● **Text block**:
III. Dismissal of Case
As explained, the only claim pending in this case is Mr. Fletcher's claim for injunctive relief against the warden of FCI Terre Haute based on the danger he faced while housed there. The mooting of his claim for injunctive relief means that are no other claims pending in this case-that is, that there is no live case or controversy, and this Court has no jurisdiction over the case. See Clark v. Galipeau, No. 22-2927, 2023 WL 4759312 (7th Cir. July 26, 2023) (dismissing case as moot where plaintiff sought only injunctive relief and was transferred to different prison).
Mr. Fletcher's "Combined Response to Defendant's Opposition to Preliminary Injunction and Defendant's Motion to Dismiss" lists eight items as "live case controversy," but they all relate to issues that occurred in the past while he was incarcerated at FCI Terre Haute. Dkt. 50 at 2-11.

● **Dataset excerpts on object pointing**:

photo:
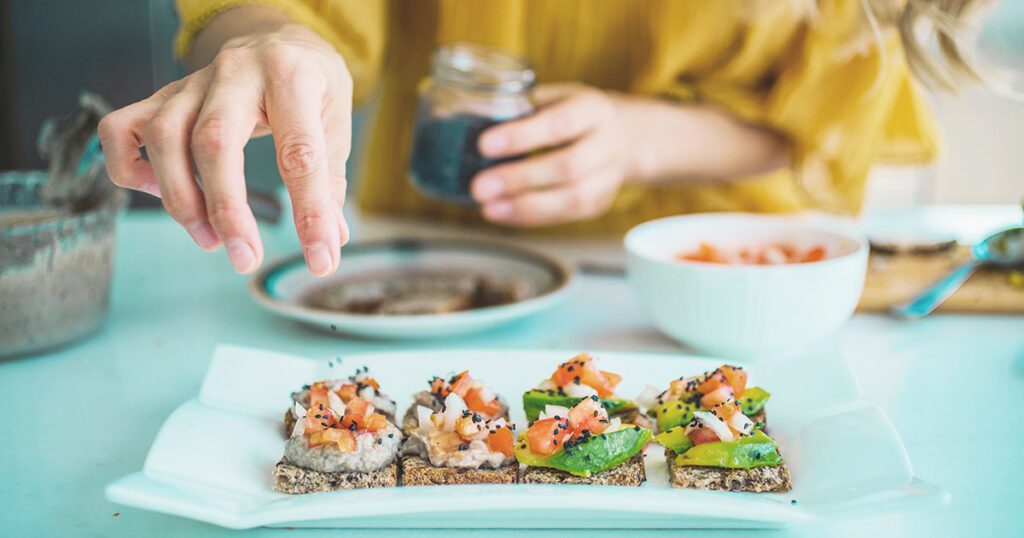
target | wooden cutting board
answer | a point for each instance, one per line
(893, 279)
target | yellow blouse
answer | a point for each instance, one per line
(844, 98)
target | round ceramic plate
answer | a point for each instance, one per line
(285, 285)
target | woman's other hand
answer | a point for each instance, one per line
(286, 81)
(579, 175)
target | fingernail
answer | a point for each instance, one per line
(498, 210)
(204, 236)
(242, 255)
(318, 259)
(152, 189)
(494, 143)
(488, 187)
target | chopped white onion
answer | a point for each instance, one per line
(740, 423)
(454, 406)
(552, 411)
(580, 390)
(715, 424)
(336, 405)
(648, 399)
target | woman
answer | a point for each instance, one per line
(652, 108)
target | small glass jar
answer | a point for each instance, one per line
(471, 87)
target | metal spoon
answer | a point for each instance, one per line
(1004, 248)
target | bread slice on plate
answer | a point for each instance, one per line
(419, 471)
(757, 480)
(630, 473)
(292, 479)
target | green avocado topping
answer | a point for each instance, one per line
(535, 401)
(679, 413)
(601, 452)
(757, 450)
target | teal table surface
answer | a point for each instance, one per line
(75, 419)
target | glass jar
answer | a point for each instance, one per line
(470, 88)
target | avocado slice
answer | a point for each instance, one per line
(602, 452)
(679, 413)
(757, 450)
(534, 402)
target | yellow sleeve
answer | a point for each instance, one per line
(847, 102)
(843, 98)
(355, 28)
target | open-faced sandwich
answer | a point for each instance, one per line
(722, 449)
(358, 384)
(338, 446)
(676, 406)
(576, 378)
(473, 392)
(582, 445)
(458, 446)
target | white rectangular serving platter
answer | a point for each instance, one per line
(213, 457)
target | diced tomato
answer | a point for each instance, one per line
(760, 255)
(699, 436)
(716, 397)
(360, 413)
(713, 382)
(375, 422)
(706, 253)
(589, 414)
(461, 383)
(548, 436)
(612, 378)
(445, 441)
(581, 369)
(814, 254)
(439, 387)
(502, 441)
(346, 392)
(475, 403)
(356, 411)
(318, 419)
(734, 377)
(344, 439)
(317, 395)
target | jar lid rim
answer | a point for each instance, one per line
(482, 67)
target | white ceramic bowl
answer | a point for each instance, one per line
(747, 312)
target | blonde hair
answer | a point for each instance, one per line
(948, 22)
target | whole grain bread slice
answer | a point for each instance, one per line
(289, 478)
(630, 473)
(757, 480)
(419, 471)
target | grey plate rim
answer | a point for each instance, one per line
(260, 284)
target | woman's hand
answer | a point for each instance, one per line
(287, 81)
(595, 141)
(578, 177)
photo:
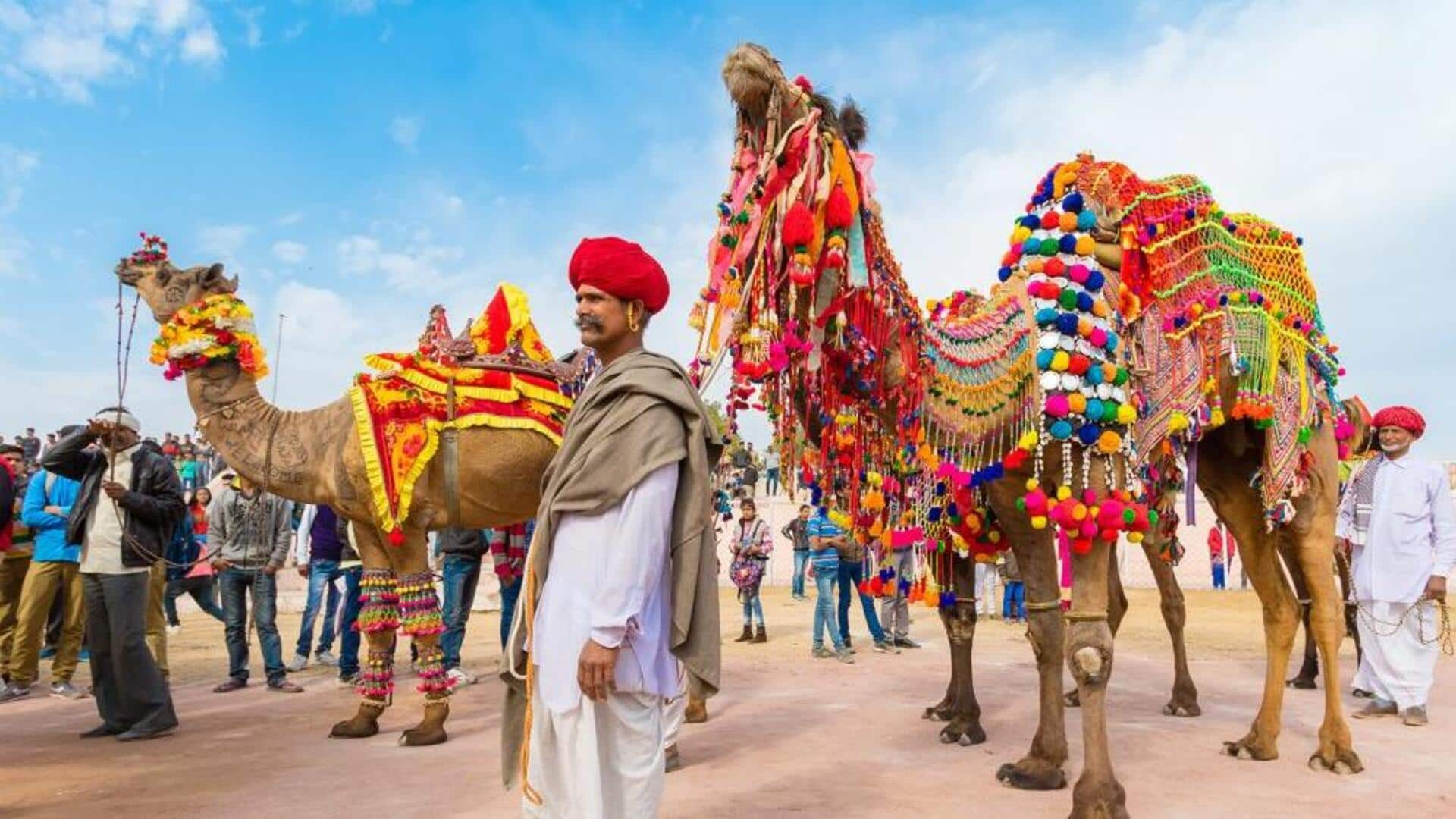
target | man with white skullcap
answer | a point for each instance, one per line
(124, 515)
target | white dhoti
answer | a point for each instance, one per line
(1397, 665)
(598, 761)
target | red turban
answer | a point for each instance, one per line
(620, 268)
(1402, 417)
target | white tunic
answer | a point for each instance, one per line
(609, 582)
(1411, 534)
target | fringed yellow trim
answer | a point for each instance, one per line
(372, 466)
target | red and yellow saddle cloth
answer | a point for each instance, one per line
(402, 410)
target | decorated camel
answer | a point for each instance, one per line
(1141, 338)
(456, 433)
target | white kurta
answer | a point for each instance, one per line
(609, 582)
(1411, 538)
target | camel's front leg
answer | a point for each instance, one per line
(1184, 701)
(960, 624)
(1090, 657)
(421, 621)
(379, 618)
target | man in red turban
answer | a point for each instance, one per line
(1398, 523)
(618, 286)
(620, 583)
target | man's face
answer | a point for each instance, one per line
(601, 318)
(1395, 441)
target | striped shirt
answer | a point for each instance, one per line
(821, 526)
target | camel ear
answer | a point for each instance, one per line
(215, 281)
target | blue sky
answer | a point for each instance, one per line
(359, 161)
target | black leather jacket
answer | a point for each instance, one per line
(153, 506)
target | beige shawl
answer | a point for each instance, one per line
(638, 414)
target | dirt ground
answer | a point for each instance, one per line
(788, 736)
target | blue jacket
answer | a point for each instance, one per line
(50, 529)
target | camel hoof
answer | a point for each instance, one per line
(1031, 774)
(937, 714)
(1346, 763)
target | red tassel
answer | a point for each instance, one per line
(799, 226)
(839, 213)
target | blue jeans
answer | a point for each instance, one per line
(824, 615)
(350, 635)
(753, 608)
(849, 577)
(509, 596)
(1014, 601)
(264, 588)
(801, 561)
(322, 573)
(460, 575)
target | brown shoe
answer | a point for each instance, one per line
(1376, 708)
(1414, 716)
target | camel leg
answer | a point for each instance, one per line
(1036, 554)
(421, 620)
(960, 624)
(1184, 701)
(1090, 657)
(1225, 484)
(1116, 611)
(1312, 537)
(379, 617)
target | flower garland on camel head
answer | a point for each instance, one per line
(215, 328)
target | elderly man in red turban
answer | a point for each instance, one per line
(1398, 523)
(620, 580)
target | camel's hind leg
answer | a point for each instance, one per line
(421, 620)
(1225, 482)
(1184, 701)
(379, 617)
(960, 624)
(1041, 767)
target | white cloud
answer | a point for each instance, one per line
(253, 25)
(224, 241)
(290, 253)
(201, 46)
(405, 130)
(67, 47)
(15, 168)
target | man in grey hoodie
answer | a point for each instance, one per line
(251, 532)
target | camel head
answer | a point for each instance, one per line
(166, 287)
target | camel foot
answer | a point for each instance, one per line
(1031, 774)
(1180, 708)
(1337, 761)
(431, 729)
(364, 723)
(965, 732)
(696, 710)
(1250, 748)
(940, 713)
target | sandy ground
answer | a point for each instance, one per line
(788, 736)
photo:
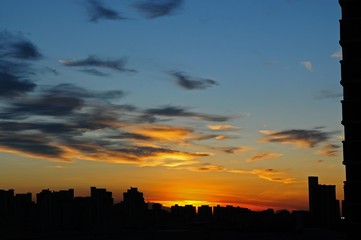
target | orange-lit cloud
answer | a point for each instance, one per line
(222, 127)
(231, 149)
(207, 167)
(267, 174)
(329, 150)
(260, 156)
(298, 137)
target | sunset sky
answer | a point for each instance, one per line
(230, 102)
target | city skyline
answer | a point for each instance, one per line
(230, 103)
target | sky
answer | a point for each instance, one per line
(218, 102)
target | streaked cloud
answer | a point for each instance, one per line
(269, 174)
(93, 61)
(97, 11)
(18, 47)
(231, 150)
(261, 156)
(208, 167)
(191, 83)
(307, 65)
(173, 111)
(329, 150)
(298, 137)
(337, 54)
(327, 94)
(158, 8)
(223, 127)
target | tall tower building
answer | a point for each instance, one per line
(323, 206)
(350, 41)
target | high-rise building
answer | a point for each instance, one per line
(350, 41)
(323, 206)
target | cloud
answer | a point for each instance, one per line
(269, 174)
(298, 137)
(15, 53)
(93, 61)
(158, 8)
(66, 122)
(18, 47)
(231, 150)
(337, 54)
(327, 94)
(97, 11)
(208, 167)
(261, 156)
(95, 72)
(222, 127)
(190, 83)
(329, 150)
(307, 65)
(172, 111)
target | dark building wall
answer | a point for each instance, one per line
(323, 205)
(350, 41)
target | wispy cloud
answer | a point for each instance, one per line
(97, 11)
(93, 61)
(18, 47)
(16, 53)
(190, 83)
(298, 137)
(308, 65)
(158, 8)
(329, 150)
(327, 94)
(261, 156)
(223, 127)
(337, 54)
(173, 111)
(269, 174)
(231, 150)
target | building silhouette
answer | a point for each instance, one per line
(350, 41)
(324, 208)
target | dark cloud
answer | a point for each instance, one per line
(190, 83)
(158, 8)
(33, 146)
(97, 11)
(95, 72)
(71, 90)
(93, 61)
(171, 111)
(16, 46)
(67, 122)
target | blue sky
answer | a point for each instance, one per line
(248, 90)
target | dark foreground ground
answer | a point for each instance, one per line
(309, 234)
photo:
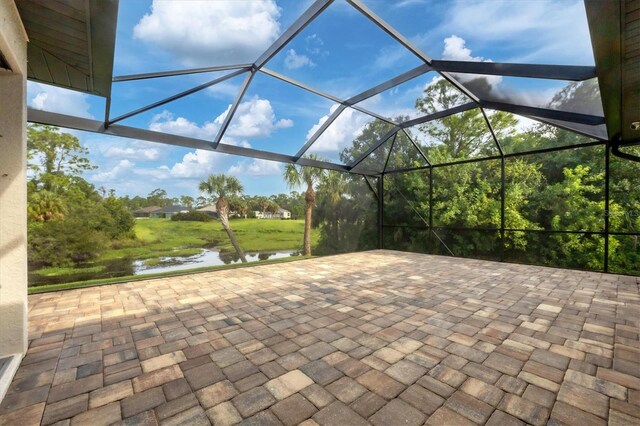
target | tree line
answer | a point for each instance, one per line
(553, 203)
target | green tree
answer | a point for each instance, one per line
(187, 201)
(54, 157)
(221, 187)
(158, 197)
(296, 176)
(69, 220)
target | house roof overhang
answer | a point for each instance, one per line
(71, 43)
(615, 36)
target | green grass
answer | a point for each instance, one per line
(54, 272)
(132, 278)
(157, 238)
(164, 237)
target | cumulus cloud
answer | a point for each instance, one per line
(455, 49)
(491, 87)
(340, 133)
(166, 122)
(195, 164)
(257, 167)
(543, 31)
(121, 169)
(254, 118)
(200, 33)
(56, 99)
(132, 152)
(294, 61)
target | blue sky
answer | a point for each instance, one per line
(341, 53)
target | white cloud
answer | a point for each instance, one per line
(195, 164)
(224, 90)
(200, 33)
(455, 49)
(542, 31)
(145, 154)
(56, 99)
(340, 133)
(253, 119)
(294, 61)
(166, 122)
(119, 170)
(257, 167)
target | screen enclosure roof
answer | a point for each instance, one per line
(385, 57)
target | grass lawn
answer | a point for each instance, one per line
(164, 237)
(130, 278)
(158, 238)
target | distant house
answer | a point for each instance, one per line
(280, 214)
(211, 210)
(283, 214)
(167, 212)
(146, 211)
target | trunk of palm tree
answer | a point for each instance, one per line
(223, 214)
(310, 198)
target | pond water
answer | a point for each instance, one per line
(127, 267)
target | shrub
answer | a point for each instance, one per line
(193, 216)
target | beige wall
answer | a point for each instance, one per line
(13, 191)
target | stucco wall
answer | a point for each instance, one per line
(13, 191)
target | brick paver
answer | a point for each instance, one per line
(378, 337)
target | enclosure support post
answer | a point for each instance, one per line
(502, 197)
(431, 203)
(380, 211)
(607, 157)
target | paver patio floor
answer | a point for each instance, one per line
(379, 337)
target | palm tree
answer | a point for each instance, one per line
(222, 187)
(296, 176)
(332, 187)
(44, 206)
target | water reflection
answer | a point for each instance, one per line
(206, 258)
(128, 267)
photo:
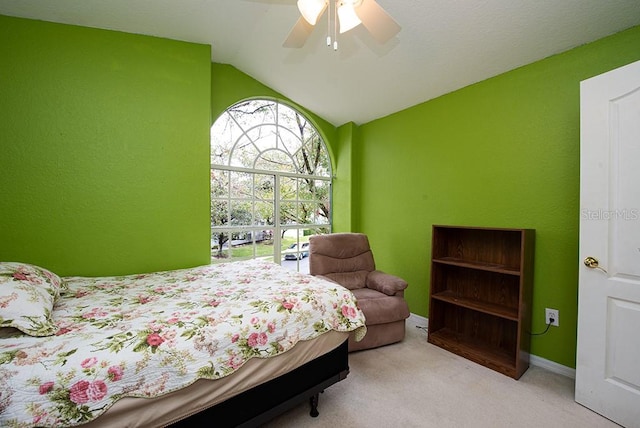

● **Exercise tasks**:
**1)** Using the text on dismissal of the case, answer these questions:
(a) What is the only claim pending in the case?
(b) How many items does Mr. Fletcher's combined response list as "live case controversy"?
(c) In Clark v. Galipeau, what relief did the plaintiff seek?
**2)** Based on the text on dismissal of the case, explain why the Court has no jurisdiction over the case.
This data has no connection to the text about dismissal of the case.

● **Response list**:
**1)**
(a) Mr. Fletcher's claim for injunctive relief against the warden of FCI Terre Haute, based on the danger he faced while housed there.
(b) Eight.
(c) Only injunctive relief.

**2)** The only pending claim was Mr. Fletcher's claim for injunctive relief, and that claim has become moot. With no other claims pending, there is no live case or controversy, so the Court lacks jurisdiction.